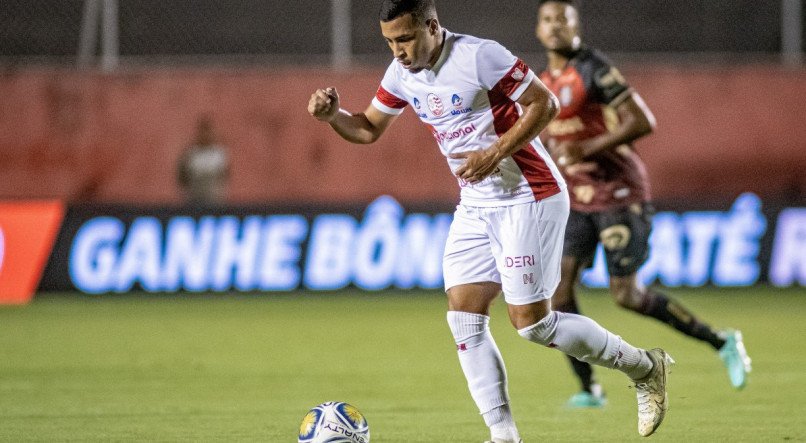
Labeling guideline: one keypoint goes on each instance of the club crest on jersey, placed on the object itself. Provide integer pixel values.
(418, 108)
(457, 102)
(566, 95)
(435, 105)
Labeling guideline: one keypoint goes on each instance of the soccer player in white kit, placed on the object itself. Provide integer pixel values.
(485, 108)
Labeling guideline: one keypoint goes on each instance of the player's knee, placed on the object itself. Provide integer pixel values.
(542, 332)
(468, 329)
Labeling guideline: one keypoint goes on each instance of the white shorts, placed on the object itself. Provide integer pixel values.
(518, 246)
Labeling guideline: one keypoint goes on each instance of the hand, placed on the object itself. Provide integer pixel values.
(324, 104)
(478, 165)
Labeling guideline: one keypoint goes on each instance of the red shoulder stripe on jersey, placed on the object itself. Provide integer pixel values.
(388, 99)
(510, 82)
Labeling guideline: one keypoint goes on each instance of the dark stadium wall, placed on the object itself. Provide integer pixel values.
(117, 138)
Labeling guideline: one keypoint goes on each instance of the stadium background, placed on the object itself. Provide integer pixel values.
(100, 97)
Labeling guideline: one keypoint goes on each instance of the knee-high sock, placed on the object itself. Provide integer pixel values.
(583, 338)
(480, 359)
(583, 370)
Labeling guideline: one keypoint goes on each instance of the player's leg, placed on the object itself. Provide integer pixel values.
(536, 230)
(581, 238)
(625, 235)
(472, 282)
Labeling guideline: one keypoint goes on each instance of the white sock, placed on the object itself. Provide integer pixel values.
(482, 364)
(501, 424)
(583, 338)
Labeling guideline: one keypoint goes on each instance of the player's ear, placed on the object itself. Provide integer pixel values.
(433, 26)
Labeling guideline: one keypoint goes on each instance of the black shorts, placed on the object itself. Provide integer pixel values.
(624, 233)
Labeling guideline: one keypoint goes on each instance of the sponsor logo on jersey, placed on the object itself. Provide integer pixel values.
(435, 105)
(418, 108)
(451, 135)
(458, 109)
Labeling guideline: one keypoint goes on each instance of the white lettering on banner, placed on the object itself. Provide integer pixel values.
(329, 252)
(280, 252)
(188, 248)
(236, 253)
(140, 256)
(377, 244)
(697, 247)
(737, 254)
(94, 254)
(385, 249)
(788, 263)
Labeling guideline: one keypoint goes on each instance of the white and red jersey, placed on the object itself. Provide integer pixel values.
(468, 100)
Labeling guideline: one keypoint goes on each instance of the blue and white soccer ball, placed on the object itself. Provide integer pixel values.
(334, 422)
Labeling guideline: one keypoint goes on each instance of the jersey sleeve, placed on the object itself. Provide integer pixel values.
(387, 99)
(607, 85)
(498, 69)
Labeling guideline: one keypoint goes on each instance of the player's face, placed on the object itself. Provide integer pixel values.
(558, 26)
(413, 45)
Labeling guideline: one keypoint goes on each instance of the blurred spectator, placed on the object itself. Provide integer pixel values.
(203, 169)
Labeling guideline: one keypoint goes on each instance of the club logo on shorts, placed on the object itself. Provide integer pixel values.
(435, 105)
(615, 237)
(566, 95)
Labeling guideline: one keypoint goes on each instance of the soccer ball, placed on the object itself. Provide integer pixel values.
(334, 422)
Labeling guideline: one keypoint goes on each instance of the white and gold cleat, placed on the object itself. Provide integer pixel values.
(651, 393)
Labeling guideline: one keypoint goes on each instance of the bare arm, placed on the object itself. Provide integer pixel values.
(635, 121)
(362, 128)
(540, 106)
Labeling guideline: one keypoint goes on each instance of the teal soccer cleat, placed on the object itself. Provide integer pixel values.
(585, 399)
(734, 355)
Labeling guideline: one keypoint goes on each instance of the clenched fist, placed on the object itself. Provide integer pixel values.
(324, 104)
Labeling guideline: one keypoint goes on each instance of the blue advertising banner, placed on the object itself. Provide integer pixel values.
(120, 249)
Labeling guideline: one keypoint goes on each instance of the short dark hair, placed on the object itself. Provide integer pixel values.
(420, 10)
(573, 3)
──────
== Exercise objective ==
Return the entries verbatim, pictures excluded.

== Answer section ==
Labeling guideline: one keypoint goes on each instance of the club crest on jersey, placed on the object itself. Provide integer pixel values.
(418, 108)
(457, 102)
(566, 95)
(435, 105)
Labeling guideline: one keypoint goes on each instance of the soccer player in white kit, placed on the object itself. Provide integer pixel values.
(485, 108)
Labeling guideline: one keypoint goes on each instance of the player's knee, placed on the object itself. Provide integer pixel values.
(542, 332)
(468, 329)
Labeling guideline: one keypoint goes on each instance of the white shorts, placed on the object itself. Provide integer pixel values.
(518, 246)
Labeling guideline: one keypoint goes on each instance of the hand, placed on the object itself. Provide integer pixel values.
(324, 104)
(478, 165)
Labeling guideline: one keypoint goes on each instance of the red shoulder stripe on jersey, placed on the object itself. Provide integer pixel values.
(388, 99)
(510, 82)
Labeling guideline: one keypoint goes on each instance of the dark stadium wall, placed on the object itself. Provide integer pixel values.
(117, 138)
Labeling guideline: one keypoint goes on each instance of the stadium background, placed on the object itself. Provide integer pixel values.
(100, 97)
Labeling guideline: one keypoint goes on each instance of the knee-high sock, placed on the object itself. Provide integer pixel values.
(583, 338)
(480, 359)
(583, 370)
Labeling guideline: one keypoint goes on each instance of the player's leg, placed on the object itself. Provide integer pixel values.
(536, 230)
(581, 238)
(625, 235)
(472, 282)
Labeling guideline: one keypoint goes on each instance of the white sock, placed on the object itself. Provide integer pixel values.
(482, 364)
(501, 424)
(583, 338)
Labeling guideline: one keypoint goes on each instance of the player's ear, placed on the object itself. Provide integer pixel values.
(433, 26)
Labeling guideline: one keypoint goes on each instance of the black shorts, placed on the object itself. Provide integer pixel values.
(624, 233)
Labeling guideline: one keypoint goes on each instance of the sponsor logo on jersey, placed on the object itself. Provide integer pixel values.
(435, 105)
(418, 108)
(451, 135)
(458, 109)
Labeling guideline: one keypoint goes on each instance of the white lettering on banner, placed on the object itself. Provide integer pixel values.
(329, 252)
(280, 252)
(188, 248)
(236, 253)
(140, 256)
(377, 244)
(697, 247)
(737, 254)
(94, 254)
(385, 249)
(788, 263)
Labeling guideline: one keypoint goes on each instance of the white and red jersey, placed on the object itself. Provide integer pixel values.
(468, 100)
Labeling guideline: one keypoint goes on each instance of the blue and white soccer ball, placed on the object itself. Provide integer pixel values.
(334, 422)
Labeling guideline: one keypoint goes on each instance of the jersey sleeve, placed on the object itself. Provide integer pixel values.
(387, 99)
(607, 85)
(498, 69)
Labeling guideline: one keypoint goes on each instance of the player's face, placed on the object itself. Provide integer pixel values.
(558, 26)
(413, 45)
Labeling guideline: one keypoint goes on each instance of the blurred spectator, placed on the object itself. Provide integer pixel values.
(203, 169)
Labeling guideline: one keypoint goes on each instance of the club logo on shorts, placed on the object itself. Provide integer pixel values.
(435, 105)
(615, 237)
(566, 95)
Labeling guideline: one keypoint goes on each instance of the soccer ball, placed on the object itself. Provide integer pixel values.
(334, 422)
Labeling guideline: one keypoint goes on each instance of the white and gold cleat, placed on the object itself. Provide integer pixel values.
(651, 393)
Labeling guideline: one keypoint goes on each instance of the bare arm, placed on the object itself. Provide integer pixel values.
(635, 121)
(362, 128)
(540, 106)
Labeling guideline: one keypoint goes on each instance of the teal soccer cleat, placed on the object itself. Provide integer pixel values.
(585, 399)
(734, 355)
Labeling guideline: one keypoint goes on each instance of the clenched fist, placed on the object itself. Provide integer pixel values.
(324, 104)
Labeling guideline: one keypoint goes on each instance of the blue advertising banner, placed on the object itself. Provide integer pixel values.
(120, 249)
Labeling guideline: one keypoint goes on each instance of the short dark hair, placed on the object itself. Provide integer pixel values.
(420, 10)
(573, 3)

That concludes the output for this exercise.